(Annotation data for locating objects)

::::

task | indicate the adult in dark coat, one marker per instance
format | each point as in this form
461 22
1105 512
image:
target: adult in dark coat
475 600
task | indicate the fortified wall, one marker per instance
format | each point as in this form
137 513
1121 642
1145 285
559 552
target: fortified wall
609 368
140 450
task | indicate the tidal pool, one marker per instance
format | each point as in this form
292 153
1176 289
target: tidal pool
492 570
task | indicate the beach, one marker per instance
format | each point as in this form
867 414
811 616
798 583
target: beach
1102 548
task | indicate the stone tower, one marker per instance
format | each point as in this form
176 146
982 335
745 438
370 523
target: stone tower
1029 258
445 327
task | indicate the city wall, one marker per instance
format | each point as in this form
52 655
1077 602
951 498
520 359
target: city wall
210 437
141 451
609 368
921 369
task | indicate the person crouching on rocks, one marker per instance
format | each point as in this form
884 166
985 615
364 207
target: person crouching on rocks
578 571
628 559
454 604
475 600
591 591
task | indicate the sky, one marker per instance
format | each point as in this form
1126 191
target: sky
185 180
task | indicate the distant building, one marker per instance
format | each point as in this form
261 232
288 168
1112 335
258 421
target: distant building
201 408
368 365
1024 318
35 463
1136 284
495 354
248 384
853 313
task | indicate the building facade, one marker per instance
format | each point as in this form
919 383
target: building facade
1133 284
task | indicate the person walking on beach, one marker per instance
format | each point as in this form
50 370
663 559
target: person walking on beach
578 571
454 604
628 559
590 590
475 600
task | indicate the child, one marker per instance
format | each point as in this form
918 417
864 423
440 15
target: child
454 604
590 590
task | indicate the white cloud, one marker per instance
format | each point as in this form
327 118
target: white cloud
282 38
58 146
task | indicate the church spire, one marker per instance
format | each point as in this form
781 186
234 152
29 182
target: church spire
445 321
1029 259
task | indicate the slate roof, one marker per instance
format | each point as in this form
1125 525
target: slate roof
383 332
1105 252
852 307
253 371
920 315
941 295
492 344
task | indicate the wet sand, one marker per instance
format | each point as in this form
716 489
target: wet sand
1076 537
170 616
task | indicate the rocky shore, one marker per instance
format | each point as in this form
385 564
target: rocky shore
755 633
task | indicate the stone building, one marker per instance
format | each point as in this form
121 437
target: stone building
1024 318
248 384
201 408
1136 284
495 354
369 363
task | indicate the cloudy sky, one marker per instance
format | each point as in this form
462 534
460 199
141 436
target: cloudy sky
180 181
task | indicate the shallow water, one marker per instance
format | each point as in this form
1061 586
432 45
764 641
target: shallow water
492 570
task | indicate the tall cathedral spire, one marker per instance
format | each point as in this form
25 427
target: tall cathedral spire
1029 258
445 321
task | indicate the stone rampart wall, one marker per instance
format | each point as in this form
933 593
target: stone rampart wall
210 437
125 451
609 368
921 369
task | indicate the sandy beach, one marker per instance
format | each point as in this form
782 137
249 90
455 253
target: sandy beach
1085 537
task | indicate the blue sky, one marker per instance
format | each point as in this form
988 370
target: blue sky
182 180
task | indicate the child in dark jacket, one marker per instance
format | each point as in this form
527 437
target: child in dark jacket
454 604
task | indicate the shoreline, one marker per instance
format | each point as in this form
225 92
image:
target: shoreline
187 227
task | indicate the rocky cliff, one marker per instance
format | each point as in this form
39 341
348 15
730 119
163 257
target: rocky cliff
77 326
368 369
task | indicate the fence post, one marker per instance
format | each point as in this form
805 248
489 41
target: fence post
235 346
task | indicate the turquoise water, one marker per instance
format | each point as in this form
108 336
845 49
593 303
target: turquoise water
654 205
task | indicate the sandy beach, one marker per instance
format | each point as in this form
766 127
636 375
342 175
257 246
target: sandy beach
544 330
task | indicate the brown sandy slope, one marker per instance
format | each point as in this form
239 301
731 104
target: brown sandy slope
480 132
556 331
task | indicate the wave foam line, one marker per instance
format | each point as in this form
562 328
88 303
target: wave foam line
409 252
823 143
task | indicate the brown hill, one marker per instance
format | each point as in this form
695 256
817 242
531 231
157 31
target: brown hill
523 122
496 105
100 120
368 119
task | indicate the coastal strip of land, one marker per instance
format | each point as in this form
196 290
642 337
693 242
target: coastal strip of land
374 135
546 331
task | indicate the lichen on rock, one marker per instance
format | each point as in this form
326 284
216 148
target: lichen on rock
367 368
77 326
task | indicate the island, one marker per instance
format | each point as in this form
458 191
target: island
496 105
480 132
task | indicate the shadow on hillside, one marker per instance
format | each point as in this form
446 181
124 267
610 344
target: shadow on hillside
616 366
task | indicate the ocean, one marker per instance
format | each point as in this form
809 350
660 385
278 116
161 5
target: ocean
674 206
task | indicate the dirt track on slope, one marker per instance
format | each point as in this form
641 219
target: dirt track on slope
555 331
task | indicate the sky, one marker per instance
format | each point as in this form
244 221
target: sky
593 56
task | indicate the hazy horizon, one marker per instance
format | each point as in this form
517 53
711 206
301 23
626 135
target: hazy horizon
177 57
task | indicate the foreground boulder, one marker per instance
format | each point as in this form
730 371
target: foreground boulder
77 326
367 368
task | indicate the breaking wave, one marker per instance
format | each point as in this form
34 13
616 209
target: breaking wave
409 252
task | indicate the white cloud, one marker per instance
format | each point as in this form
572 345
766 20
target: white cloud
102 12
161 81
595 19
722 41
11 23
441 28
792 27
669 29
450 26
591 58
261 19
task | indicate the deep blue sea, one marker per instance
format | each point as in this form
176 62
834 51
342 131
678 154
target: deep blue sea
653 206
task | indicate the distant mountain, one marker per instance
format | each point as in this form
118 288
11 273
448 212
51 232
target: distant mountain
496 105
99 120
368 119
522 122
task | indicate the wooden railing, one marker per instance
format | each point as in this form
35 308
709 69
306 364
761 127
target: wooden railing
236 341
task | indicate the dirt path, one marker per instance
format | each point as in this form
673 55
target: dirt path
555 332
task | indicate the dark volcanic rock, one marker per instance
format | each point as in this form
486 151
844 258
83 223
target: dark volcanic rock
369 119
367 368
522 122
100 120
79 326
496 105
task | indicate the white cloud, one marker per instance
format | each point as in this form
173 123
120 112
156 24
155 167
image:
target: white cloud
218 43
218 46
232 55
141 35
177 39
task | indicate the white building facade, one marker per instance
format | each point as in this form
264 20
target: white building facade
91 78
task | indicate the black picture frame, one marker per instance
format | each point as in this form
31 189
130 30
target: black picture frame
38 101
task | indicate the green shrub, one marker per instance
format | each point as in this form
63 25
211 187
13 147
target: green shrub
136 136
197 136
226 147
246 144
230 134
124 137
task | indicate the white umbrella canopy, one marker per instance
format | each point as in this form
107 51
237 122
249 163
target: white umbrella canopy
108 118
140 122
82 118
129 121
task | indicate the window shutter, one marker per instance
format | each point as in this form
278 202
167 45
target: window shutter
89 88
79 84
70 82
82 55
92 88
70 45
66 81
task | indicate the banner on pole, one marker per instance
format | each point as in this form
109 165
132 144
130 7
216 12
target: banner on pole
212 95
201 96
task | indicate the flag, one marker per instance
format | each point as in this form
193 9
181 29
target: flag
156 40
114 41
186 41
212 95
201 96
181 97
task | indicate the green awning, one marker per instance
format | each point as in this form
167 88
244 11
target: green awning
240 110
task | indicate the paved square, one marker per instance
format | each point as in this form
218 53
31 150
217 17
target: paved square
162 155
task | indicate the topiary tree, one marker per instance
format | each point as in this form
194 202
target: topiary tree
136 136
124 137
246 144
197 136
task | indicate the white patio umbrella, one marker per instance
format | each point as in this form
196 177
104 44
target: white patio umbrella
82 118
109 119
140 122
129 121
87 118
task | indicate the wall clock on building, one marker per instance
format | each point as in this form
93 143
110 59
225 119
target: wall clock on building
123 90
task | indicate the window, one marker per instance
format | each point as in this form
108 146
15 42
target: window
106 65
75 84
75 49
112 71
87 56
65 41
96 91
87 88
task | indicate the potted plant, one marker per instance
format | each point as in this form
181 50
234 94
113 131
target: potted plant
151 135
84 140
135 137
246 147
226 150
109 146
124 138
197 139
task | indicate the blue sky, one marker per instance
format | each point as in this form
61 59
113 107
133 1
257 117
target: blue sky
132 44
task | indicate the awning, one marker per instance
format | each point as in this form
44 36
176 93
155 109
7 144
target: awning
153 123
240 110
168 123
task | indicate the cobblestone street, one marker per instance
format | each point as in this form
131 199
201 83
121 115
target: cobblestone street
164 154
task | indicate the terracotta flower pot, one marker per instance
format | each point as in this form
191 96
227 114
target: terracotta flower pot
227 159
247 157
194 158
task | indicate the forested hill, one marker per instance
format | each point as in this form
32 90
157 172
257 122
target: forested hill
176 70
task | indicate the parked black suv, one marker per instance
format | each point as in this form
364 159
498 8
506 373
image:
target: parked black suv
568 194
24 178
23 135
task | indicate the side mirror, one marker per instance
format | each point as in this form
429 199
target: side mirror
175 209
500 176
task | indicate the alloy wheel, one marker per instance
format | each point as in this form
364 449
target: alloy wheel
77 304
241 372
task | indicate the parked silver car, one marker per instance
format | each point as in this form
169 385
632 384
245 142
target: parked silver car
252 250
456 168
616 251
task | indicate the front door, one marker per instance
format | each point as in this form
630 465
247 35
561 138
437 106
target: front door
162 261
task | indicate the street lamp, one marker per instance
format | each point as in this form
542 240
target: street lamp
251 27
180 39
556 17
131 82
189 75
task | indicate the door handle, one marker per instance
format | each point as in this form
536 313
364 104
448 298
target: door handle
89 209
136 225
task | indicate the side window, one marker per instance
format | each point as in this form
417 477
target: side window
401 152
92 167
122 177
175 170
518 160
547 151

::::

= PROBLEM TO SOLVE =
Starting at the line that contains "task | indicate the door" and ending with the final line of the material, lay out each line as a numbered list, leaving out any blank lines.

= CORRECT RESPONSE =
1. task | indicate the door handle, one marker per instance
2. format | each point as in this form
3. 536 313
4. 364 104
5. 448 298
6. target: door handle
7. 89 209
8. 136 225
9. task | indicate the side window, one marker per instance
10. format | each point as in this form
11. 417 477
12. target: side window
13. 401 152
14. 92 167
15. 122 177
16. 175 170
17. 518 160
18. 547 151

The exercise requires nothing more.